*REQUIREMENT*
The expected output is every entry, repeated exactly.

*PROVIDED RECORDS*
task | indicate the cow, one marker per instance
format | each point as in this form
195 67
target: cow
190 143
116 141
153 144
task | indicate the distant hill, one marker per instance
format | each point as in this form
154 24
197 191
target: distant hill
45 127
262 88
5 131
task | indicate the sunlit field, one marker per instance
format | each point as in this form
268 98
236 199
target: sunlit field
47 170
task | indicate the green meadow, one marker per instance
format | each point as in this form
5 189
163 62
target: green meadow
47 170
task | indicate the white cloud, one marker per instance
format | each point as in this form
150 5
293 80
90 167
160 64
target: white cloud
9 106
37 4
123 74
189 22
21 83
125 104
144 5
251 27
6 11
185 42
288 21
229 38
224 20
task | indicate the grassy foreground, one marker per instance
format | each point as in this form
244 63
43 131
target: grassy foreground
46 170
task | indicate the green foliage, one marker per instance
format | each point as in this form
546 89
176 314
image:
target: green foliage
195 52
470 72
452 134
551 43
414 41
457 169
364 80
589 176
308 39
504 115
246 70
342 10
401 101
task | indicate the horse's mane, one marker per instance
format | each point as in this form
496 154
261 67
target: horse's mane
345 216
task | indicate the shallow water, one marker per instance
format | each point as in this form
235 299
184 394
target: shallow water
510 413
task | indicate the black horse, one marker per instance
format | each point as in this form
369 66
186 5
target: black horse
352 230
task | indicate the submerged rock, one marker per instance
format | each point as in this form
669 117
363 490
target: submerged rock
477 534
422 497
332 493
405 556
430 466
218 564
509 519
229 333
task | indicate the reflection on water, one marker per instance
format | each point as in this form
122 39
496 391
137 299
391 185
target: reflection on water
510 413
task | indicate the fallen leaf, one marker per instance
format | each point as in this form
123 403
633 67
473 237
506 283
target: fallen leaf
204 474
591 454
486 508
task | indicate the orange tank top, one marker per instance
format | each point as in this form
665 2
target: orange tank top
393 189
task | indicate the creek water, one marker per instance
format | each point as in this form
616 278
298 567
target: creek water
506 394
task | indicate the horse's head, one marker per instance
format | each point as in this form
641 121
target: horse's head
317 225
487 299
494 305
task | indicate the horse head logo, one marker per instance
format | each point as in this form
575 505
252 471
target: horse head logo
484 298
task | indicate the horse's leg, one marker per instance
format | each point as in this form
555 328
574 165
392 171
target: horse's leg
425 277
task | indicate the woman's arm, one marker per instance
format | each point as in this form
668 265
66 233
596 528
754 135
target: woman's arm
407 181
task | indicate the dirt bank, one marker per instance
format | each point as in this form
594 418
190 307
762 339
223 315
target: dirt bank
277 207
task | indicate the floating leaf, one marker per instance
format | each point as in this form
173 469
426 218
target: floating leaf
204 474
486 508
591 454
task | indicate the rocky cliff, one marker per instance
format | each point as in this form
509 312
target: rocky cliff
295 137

*RESULT*
task | indicate the cow, one marker per instance
format | each point as in this form
195 67
target: cow
190 143
116 141
153 144
task | indicate the distant hill, one marker per instance
format | each point as in this form
154 24
197 191
target: distant hill
45 127
262 88
5 131
task | indicate the sunlit field, one marker per instance
format | each point as in this form
268 98
236 199
target: sunlit field
47 170
task | indicate the green meadow, one marker per instance
format | each point as in this form
5 189
163 62
target: green meadow
47 170
task | indicate the white cloud, one marker per instance
format | each point as in this form
150 5
293 80
90 167
160 64
target: white cloud
9 106
37 4
123 74
189 22
21 83
125 104
144 5
251 27
6 11
185 42
288 21
229 38
224 20
task | indicate the grassy foreground, one marker per instance
format | each point as in this form
244 63
43 131
target: grassy foreground
46 170
task | indicate the green foliage, one marker per instance
format | each point as in this form
546 89
176 314
image:
target: green foliage
195 52
470 72
452 134
551 43
414 41
457 169
364 80
589 176
308 39
504 115
246 70
342 10
401 101
task | indicate the horse's mane, one marker per instance
format | each point as in this form
496 154
261 67
target: horse's mane
345 216
task | indicate the shallow water, one marker per instance
format | each point as in this form
235 299
184 394
target: shallow water
510 413
task | indicate the black horse, one marker per instance
format | each point as in this form
369 66
186 5
target: black horse
352 230
task | indicate the submerged rock, one marker per instance
format | each point as in this form
669 117
363 490
target: submerged rock
477 534
422 497
332 493
405 556
430 466
218 564
509 519
229 333
task | indicate the reflection on water, one marker per instance
format | each point as in this form
122 39
496 391
137 299
391 185
target: reflection on water
510 413
task | indicate the fallen leaf, one marker per instance
format | each point as in this form
123 403
633 67
473 237
506 283
target: fallen leaf
204 474
591 454
486 508
task | indicate the orange tank top, one marker per instance
format | each point as in this form
665 2
target: orange tank top
393 189
task | indicate the creek water, one marker per instance
format | each point as in this form
616 278
298 567
target: creek water
506 394
task | indicate the horse's head, one marker per instance
format | each point as in this form
641 121
target: horse's head
317 225
487 299
494 305
task | indicate the horse head logo, one marker per instance
format | each point as in this form
575 505
252 471
target: horse head logo
484 298
task | indicate the horse's leg, one marker per instance
format | each point as in this form
555 328
574 165
392 171
target: horse's leg
425 277
task | indicate the woman's arm, one marker per instance
format | each point as in this form
668 265
66 233
596 528
754 135
target: woman's arm
407 181
task | indicate the dirt bank, one marker per instance
format | each point as in this form
594 418
190 307
762 339
223 315
target: dirt bank
277 207
task | indicate the floating leaf, one marker per instance
format | each point as in this form
173 469
426 218
target: floating leaf
204 474
486 508
591 454
task | indicate the rocky cliff, one marker per instance
format | each point as in this form
509 312
target: rocky cliff
295 137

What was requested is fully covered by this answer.